> [Предложенный текст]
Каждый из этих пунктов вызывал горячие дискуссии в армии. Утверждали, что Судзуки – это японский Бадольо и, подобно итальянскому маршалу, пришел к власти ради того, чтобы добиться заключения мира. Некоторые группы в армии были не против договора о мире, но все выступали против безоговорочной капитуляции, что было равносильно национальному самоубийству. Поэтому первейшей задачей было довести до сведения премьера это всеобщее мнение.
Второй пункт был больной темой для обеих структур. Наследием конца 30-х годов были постоянные трения между армией и флотом в вопросе о доле ограниченного уже и так национального производства, выделяемого на их нужды. Каждый стремился получить больше оружия и самолетов, чтобы нарастить свою мощь. Каждый требовал перераспределения вооружений в свою пользу. Такое соперничество усугубляла неизбежная инфляция, сказывавшаяся на производстве.
Проблема унификации обеих служб проявилась особенно остро с 1940 года, но решение ее особо не продвинулось. Наиболее горячими сторонниками перемен были молодые офицеры Генштаба. Майор Хатанака и подполковник Сиидзаки, например, передали высшему командованию петицию, написанную буквально кровью, которая требовала отставки военного министра Сигиямы, «показавшего неспособность объединить армию и флот».

> [Исходный список]
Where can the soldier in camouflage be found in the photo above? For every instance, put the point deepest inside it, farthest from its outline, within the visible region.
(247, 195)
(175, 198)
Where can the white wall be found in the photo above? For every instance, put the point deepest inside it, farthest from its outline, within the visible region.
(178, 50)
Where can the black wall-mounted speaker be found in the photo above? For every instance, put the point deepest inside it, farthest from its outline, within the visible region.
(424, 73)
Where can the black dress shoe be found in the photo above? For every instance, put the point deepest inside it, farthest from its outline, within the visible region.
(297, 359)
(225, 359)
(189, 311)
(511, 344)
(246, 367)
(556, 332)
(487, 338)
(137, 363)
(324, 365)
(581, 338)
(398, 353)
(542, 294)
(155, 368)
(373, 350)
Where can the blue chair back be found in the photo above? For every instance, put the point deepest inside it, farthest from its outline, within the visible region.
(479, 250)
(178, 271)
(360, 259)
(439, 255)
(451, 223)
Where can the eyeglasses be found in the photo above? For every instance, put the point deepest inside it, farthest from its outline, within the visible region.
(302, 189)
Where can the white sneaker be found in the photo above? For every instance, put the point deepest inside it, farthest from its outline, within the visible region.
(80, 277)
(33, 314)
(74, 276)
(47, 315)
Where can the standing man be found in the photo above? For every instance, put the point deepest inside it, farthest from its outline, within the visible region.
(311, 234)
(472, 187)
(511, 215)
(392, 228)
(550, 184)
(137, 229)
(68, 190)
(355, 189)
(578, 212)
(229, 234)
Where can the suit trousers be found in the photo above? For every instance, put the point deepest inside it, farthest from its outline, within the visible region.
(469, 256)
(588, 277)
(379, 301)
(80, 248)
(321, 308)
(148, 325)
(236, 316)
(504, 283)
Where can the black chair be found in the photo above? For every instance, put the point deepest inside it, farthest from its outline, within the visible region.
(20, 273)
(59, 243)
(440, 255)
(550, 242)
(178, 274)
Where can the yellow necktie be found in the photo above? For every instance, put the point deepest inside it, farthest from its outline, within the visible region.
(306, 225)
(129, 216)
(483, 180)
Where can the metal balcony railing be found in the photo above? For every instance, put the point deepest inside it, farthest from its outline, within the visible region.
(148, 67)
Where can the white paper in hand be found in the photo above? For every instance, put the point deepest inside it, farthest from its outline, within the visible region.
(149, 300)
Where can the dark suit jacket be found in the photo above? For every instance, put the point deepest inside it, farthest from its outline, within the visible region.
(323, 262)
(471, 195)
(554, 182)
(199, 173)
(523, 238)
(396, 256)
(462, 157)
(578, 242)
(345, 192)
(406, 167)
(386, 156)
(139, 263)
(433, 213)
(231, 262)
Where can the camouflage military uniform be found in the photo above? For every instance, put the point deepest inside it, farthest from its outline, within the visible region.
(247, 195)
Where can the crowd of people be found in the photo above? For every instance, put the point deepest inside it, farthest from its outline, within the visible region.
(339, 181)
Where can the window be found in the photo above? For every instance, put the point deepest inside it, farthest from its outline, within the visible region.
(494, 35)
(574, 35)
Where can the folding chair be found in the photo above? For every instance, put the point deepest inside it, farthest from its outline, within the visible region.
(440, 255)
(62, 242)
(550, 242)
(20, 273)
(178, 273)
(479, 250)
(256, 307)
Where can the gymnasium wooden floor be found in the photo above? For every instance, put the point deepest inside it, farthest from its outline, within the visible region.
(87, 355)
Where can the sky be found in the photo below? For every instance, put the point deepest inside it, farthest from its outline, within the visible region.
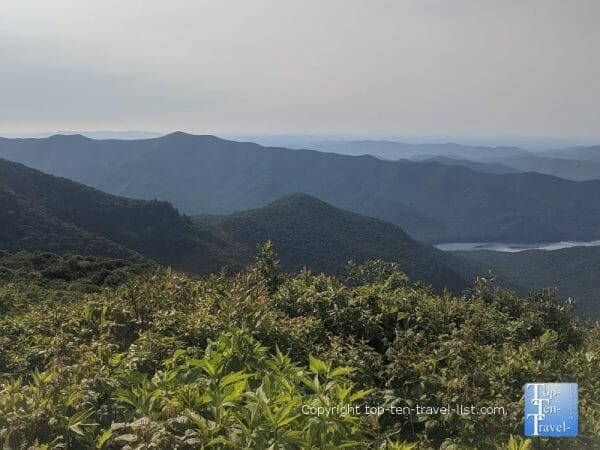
(339, 67)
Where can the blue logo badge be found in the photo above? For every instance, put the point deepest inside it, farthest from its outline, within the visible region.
(551, 409)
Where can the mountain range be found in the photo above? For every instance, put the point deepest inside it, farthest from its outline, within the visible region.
(431, 201)
(40, 212)
(573, 271)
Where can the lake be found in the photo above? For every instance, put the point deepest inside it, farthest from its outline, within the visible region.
(507, 247)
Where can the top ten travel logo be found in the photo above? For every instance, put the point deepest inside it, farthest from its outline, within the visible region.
(551, 409)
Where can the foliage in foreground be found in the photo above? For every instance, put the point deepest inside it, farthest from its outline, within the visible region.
(165, 361)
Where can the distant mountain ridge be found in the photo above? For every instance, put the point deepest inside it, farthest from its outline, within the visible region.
(40, 212)
(309, 232)
(432, 202)
(574, 271)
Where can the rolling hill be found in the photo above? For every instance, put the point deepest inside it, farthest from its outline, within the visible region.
(574, 271)
(309, 232)
(40, 212)
(432, 202)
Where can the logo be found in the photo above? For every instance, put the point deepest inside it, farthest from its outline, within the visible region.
(551, 409)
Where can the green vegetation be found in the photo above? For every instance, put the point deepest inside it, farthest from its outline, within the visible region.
(574, 272)
(165, 361)
(432, 202)
(43, 212)
(310, 233)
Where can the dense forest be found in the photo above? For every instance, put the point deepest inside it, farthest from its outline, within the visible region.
(40, 212)
(573, 272)
(157, 359)
(432, 202)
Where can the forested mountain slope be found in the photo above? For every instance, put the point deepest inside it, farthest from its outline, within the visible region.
(40, 212)
(430, 201)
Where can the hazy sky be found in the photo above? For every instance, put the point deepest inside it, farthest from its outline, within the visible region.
(528, 68)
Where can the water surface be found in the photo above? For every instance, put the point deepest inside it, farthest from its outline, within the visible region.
(508, 247)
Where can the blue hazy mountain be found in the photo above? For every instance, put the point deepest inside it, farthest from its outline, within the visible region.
(431, 201)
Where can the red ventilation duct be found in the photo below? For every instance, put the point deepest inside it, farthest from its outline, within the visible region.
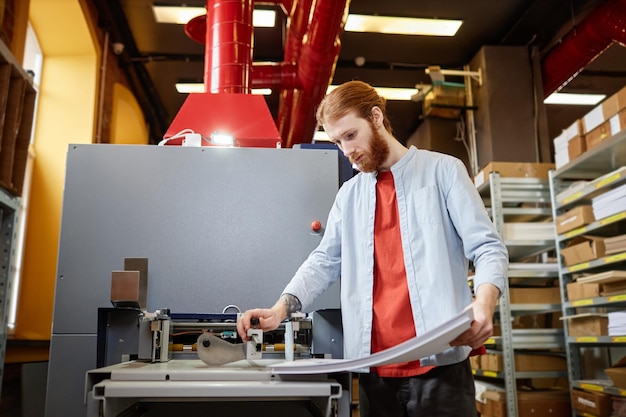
(603, 26)
(226, 106)
(311, 50)
(316, 65)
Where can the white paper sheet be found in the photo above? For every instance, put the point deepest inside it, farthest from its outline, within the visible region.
(434, 341)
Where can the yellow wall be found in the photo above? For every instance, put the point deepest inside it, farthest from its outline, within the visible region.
(127, 118)
(66, 114)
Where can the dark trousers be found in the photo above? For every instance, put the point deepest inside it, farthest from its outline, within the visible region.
(443, 391)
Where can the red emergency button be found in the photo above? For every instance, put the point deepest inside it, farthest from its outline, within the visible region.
(316, 226)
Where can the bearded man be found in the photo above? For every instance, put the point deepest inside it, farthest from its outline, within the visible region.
(400, 236)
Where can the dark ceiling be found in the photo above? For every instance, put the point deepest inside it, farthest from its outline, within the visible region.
(159, 55)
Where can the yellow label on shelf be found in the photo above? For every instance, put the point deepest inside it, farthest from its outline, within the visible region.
(608, 180)
(578, 267)
(572, 197)
(586, 339)
(613, 218)
(576, 232)
(591, 387)
(615, 258)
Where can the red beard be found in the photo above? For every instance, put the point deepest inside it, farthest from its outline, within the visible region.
(372, 159)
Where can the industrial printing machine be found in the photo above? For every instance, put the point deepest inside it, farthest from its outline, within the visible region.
(201, 233)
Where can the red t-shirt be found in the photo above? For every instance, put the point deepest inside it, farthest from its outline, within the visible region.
(392, 313)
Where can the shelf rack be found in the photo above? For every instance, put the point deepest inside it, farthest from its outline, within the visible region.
(521, 200)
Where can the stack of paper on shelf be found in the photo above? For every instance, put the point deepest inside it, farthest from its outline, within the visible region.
(615, 244)
(609, 203)
(527, 266)
(612, 282)
(529, 231)
(571, 190)
(617, 323)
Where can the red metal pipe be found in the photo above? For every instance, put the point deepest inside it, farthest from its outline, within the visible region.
(316, 65)
(298, 23)
(279, 75)
(228, 47)
(603, 26)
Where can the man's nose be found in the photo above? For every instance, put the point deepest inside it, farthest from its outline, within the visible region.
(348, 150)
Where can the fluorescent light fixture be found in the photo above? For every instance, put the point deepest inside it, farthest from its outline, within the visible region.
(402, 25)
(575, 99)
(222, 139)
(186, 88)
(263, 18)
(183, 14)
(389, 93)
(320, 136)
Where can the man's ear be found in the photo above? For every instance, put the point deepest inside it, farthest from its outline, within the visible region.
(377, 116)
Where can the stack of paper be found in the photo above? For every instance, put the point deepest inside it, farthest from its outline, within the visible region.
(609, 203)
(529, 231)
(617, 323)
(615, 244)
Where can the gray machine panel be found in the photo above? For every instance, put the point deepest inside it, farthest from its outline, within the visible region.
(71, 356)
(219, 226)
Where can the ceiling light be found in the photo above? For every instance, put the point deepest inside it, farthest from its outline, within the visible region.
(186, 88)
(402, 25)
(389, 93)
(183, 14)
(320, 136)
(575, 99)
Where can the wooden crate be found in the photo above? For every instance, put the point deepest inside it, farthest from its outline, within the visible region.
(17, 106)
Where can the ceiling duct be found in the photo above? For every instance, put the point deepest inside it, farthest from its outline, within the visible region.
(312, 47)
(226, 107)
(595, 33)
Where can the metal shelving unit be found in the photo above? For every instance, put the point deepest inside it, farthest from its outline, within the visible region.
(601, 169)
(521, 200)
(8, 228)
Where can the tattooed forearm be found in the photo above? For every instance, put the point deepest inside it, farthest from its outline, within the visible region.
(292, 303)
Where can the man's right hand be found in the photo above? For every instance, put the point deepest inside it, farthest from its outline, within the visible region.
(266, 319)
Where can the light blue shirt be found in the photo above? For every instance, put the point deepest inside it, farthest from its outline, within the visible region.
(443, 224)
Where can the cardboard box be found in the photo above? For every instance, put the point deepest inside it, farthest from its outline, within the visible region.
(617, 373)
(540, 403)
(605, 110)
(597, 403)
(588, 324)
(561, 158)
(598, 134)
(570, 132)
(514, 169)
(574, 218)
(582, 249)
(444, 99)
(548, 295)
(539, 362)
(576, 146)
(579, 291)
(525, 362)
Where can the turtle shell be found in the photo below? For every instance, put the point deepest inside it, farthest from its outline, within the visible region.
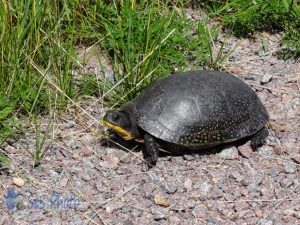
(198, 108)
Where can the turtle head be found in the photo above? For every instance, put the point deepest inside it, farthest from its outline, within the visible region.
(120, 122)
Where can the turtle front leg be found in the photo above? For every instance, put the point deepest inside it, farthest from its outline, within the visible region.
(150, 152)
(259, 137)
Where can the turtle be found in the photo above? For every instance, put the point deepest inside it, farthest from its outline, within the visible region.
(191, 110)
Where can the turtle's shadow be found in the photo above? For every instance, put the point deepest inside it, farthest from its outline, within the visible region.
(170, 150)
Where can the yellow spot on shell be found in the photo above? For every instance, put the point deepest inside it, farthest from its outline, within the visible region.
(120, 131)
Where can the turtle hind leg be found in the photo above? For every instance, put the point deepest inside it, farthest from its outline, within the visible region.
(258, 139)
(150, 152)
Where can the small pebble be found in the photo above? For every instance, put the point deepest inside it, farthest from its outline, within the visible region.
(266, 150)
(286, 182)
(159, 216)
(188, 184)
(229, 153)
(289, 167)
(171, 188)
(205, 188)
(258, 213)
(18, 181)
(245, 150)
(266, 78)
(160, 200)
(288, 212)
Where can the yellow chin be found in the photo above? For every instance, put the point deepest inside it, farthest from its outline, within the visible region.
(120, 131)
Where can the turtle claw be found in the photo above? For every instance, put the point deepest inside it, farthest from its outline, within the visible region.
(259, 138)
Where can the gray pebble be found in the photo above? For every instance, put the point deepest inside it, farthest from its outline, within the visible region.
(268, 222)
(211, 219)
(289, 167)
(266, 150)
(297, 214)
(229, 153)
(70, 124)
(286, 182)
(266, 78)
(159, 216)
(83, 207)
(171, 188)
(205, 187)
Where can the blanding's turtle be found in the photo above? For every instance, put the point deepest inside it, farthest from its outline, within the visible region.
(191, 110)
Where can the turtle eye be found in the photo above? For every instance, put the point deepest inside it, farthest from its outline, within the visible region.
(115, 117)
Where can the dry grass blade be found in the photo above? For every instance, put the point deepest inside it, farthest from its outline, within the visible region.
(277, 205)
(141, 62)
(57, 88)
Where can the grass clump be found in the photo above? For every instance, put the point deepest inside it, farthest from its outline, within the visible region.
(7, 123)
(142, 39)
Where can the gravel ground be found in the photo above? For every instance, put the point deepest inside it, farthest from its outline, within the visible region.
(79, 181)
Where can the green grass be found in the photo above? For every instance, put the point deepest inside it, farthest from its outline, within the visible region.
(244, 18)
(145, 40)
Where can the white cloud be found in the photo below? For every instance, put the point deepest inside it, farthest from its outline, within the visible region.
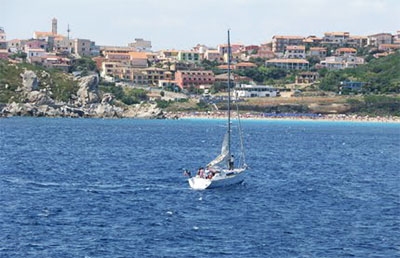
(183, 24)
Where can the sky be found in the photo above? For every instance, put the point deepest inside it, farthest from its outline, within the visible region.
(182, 24)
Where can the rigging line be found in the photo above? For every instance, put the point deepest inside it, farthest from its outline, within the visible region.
(243, 156)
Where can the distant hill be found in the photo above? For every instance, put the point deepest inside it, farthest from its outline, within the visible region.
(379, 75)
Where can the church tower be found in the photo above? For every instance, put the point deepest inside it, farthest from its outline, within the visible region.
(54, 26)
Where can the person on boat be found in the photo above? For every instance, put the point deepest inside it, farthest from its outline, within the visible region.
(200, 172)
(231, 162)
(186, 172)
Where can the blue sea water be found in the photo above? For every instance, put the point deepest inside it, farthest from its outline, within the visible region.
(114, 188)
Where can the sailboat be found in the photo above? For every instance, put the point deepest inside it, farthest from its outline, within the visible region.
(222, 171)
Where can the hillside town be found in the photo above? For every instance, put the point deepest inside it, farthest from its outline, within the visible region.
(138, 64)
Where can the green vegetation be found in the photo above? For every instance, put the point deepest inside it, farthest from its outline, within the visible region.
(380, 75)
(126, 95)
(60, 84)
(376, 105)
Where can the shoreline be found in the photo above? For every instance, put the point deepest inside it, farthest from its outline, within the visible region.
(284, 117)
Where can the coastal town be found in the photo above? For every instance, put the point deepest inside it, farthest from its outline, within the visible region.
(297, 61)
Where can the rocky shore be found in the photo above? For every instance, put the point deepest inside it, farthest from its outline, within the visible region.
(88, 102)
(263, 116)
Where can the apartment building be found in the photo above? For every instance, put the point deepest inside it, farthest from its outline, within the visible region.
(212, 55)
(296, 52)
(3, 39)
(141, 45)
(188, 56)
(16, 45)
(265, 51)
(341, 62)
(186, 79)
(289, 64)
(153, 75)
(357, 41)
(279, 43)
(380, 38)
(335, 38)
(345, 51)
(320, 52)
(235, 47)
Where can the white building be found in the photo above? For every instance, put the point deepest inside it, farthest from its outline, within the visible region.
(250, 91)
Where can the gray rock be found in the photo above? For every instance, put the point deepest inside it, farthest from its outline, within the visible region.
(88, 90)
(30, 81)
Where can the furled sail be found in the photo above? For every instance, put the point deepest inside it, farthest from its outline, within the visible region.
(224, 152)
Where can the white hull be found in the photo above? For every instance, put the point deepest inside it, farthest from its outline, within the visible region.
(222, 179)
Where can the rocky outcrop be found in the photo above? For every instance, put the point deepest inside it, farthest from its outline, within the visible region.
(88, 92)
(38, 102)
(144, 110)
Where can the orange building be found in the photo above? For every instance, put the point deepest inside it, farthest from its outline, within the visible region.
(186, 79)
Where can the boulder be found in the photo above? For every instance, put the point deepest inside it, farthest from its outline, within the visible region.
(30, 81)
(88, 90)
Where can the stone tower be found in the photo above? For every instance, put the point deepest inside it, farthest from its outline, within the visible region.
(54, 26)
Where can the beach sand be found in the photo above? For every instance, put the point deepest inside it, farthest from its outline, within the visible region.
(310, 117)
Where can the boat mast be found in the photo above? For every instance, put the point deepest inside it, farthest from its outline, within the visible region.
(229, 96)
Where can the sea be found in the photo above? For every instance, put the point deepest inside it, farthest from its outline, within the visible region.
(115, 188)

> [Выполните задания]
**1)** В отрезке списка от строки с «Where can the stone» до конца списка включительно поменяйте «visible region» на «visible area». Приведите этот отрезок целиком, ничего больше не изменяя.
**2)** Продолжите текст о трениях между японской армией и флотом, начав сразу после его последнего предложения.
Текст и список никак не связаны между собой.

> [Ответы]
**1)**
Where can the stone tower be found in the photo above? For every instance, put the point deepest inside it, farthest from its outline, within the visible area.
(54, 26)
Where can the beach sand be found in the photo above? For every instance, put the point deepest inside it, farthest from its outline, within the visible area.
(310, 117)
Where can the boat mast be found in the photo above? For every instance, put the point deepest inside it, farthest from its outline, within the visible area.
(229, 96)
Where can the sea be found in the photo above? For every instance, put the point deepest inside it, farthest from its outline, within the visible area.
(115, 188)

**2)**
Третий пункт был включен в список, потому что армия считала неизбежным, что враг вторгнется в страну; поэтому для подготовки к вторжению будет необходимо принять различные законы и распоряжения для создания народной милиции и строительства укрепленных районов.
Судзуки быстро пробежал глазами список, решительно кивнул своей массивной головой и сказал: «Я согласен со всеми этими пунктами». И только тогда армия утвердила кандидатуру Анами на пост военного министра.
В целом большинство японцев разделяло мнение нового военного министра о Судзуки. Анами назвал престарелого адмирала тэйтоку (великий флотоводец) и сказал своим соратникам, что «премьер-министр не такой человек, который обманет народ и навяжет ему мир. Он не из тех, кто, тайно договариваясь о мире, одновременно призывает к войне».
Судзуки родился в 1867 году, в последний год феодальной эры Японии, когда произошла Реставрация Мэйдзи, которая модернизировала страну. Небольшая политическая должность его отца была ликвидирована в ходе перемен, и семья из одиннадцати человек переехала сначала в Токио, затем – в небольшой провинциальный город, где мальчик получил начальное образование. Он убедил своих родителей позволить ему поступить в военно-морское подготовительное училище, а после окончания его он был принят в военно-морскую академию.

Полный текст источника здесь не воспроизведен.